**INSTRUCTIONS FOR THE TASK:** From the records below, pick out and copy every line that contains the word "bookcase". Case counts.

**EXERCISE DATA:**
+===+

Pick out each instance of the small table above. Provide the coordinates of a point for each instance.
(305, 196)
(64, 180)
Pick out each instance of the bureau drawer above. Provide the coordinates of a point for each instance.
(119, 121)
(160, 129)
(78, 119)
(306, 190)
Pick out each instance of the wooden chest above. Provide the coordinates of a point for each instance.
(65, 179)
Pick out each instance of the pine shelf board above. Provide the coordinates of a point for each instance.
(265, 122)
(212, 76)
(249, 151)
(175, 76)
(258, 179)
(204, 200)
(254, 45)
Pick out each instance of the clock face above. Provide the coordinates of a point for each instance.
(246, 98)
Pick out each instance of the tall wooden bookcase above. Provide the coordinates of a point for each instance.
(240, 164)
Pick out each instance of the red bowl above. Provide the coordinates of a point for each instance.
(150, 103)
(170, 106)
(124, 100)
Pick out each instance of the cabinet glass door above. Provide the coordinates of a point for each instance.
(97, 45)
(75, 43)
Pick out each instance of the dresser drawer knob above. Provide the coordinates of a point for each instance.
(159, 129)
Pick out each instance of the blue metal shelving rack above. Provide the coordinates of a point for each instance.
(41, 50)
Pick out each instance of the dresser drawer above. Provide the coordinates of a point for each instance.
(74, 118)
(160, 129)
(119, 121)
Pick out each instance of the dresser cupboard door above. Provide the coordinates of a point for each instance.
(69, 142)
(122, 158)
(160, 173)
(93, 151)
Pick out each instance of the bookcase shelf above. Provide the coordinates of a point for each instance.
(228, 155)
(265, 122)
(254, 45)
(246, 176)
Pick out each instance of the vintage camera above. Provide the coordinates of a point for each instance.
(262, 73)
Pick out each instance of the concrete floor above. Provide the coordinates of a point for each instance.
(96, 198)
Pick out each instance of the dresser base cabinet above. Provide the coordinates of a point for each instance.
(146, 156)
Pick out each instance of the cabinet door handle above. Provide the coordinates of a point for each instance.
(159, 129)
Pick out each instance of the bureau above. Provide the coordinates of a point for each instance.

+===+

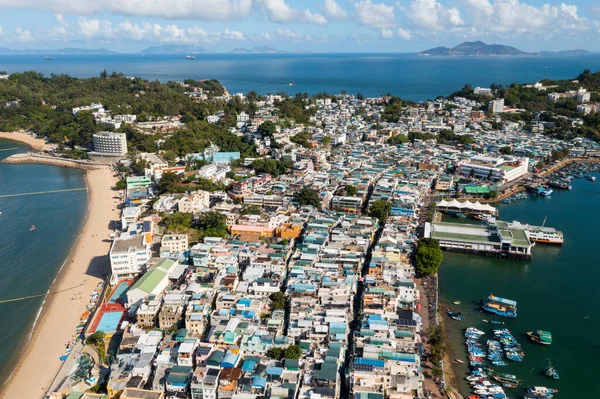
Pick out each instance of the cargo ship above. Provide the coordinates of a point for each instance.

+===+

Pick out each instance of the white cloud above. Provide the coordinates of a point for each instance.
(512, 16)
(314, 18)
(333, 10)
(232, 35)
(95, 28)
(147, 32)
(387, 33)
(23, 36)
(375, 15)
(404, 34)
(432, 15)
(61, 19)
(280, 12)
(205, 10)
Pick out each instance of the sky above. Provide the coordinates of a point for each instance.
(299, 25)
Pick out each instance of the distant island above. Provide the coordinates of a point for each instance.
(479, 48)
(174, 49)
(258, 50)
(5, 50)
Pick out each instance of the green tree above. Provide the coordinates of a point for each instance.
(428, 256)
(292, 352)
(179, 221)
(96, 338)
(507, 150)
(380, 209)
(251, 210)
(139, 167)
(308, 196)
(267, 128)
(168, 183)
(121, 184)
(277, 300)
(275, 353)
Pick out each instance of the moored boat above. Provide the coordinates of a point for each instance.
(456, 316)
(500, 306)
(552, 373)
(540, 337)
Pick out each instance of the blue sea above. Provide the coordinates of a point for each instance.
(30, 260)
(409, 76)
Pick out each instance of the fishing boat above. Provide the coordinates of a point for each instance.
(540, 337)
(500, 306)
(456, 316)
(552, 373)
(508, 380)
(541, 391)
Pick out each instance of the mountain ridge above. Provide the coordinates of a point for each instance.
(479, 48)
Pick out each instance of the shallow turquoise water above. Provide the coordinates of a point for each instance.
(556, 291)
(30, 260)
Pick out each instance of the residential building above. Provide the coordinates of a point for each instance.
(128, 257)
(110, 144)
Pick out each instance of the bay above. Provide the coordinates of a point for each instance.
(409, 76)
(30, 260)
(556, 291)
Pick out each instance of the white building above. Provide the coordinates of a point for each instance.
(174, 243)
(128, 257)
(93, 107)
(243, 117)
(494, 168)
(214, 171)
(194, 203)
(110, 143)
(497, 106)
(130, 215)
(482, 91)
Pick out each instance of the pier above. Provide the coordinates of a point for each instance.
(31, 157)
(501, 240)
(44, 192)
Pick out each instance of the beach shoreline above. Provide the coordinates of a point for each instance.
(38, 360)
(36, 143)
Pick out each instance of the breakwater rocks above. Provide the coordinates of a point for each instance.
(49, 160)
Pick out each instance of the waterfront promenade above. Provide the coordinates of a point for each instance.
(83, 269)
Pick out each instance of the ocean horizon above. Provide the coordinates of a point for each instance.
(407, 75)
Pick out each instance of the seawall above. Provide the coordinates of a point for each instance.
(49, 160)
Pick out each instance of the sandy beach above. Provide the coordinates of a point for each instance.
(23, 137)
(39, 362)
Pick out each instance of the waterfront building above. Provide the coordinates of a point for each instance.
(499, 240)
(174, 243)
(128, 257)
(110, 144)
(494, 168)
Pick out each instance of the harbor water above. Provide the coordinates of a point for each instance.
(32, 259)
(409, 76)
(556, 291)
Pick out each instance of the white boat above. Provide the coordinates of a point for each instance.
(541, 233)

+===+

**RESPONSE FOR THIS EXERCISE:**
Pick out each instance of the tall wooden bookcase above. Provide the coordinates of a point for each instance.
Pick out each instance of the bookcase shelf above. Provide the coordinates of a point for each instance.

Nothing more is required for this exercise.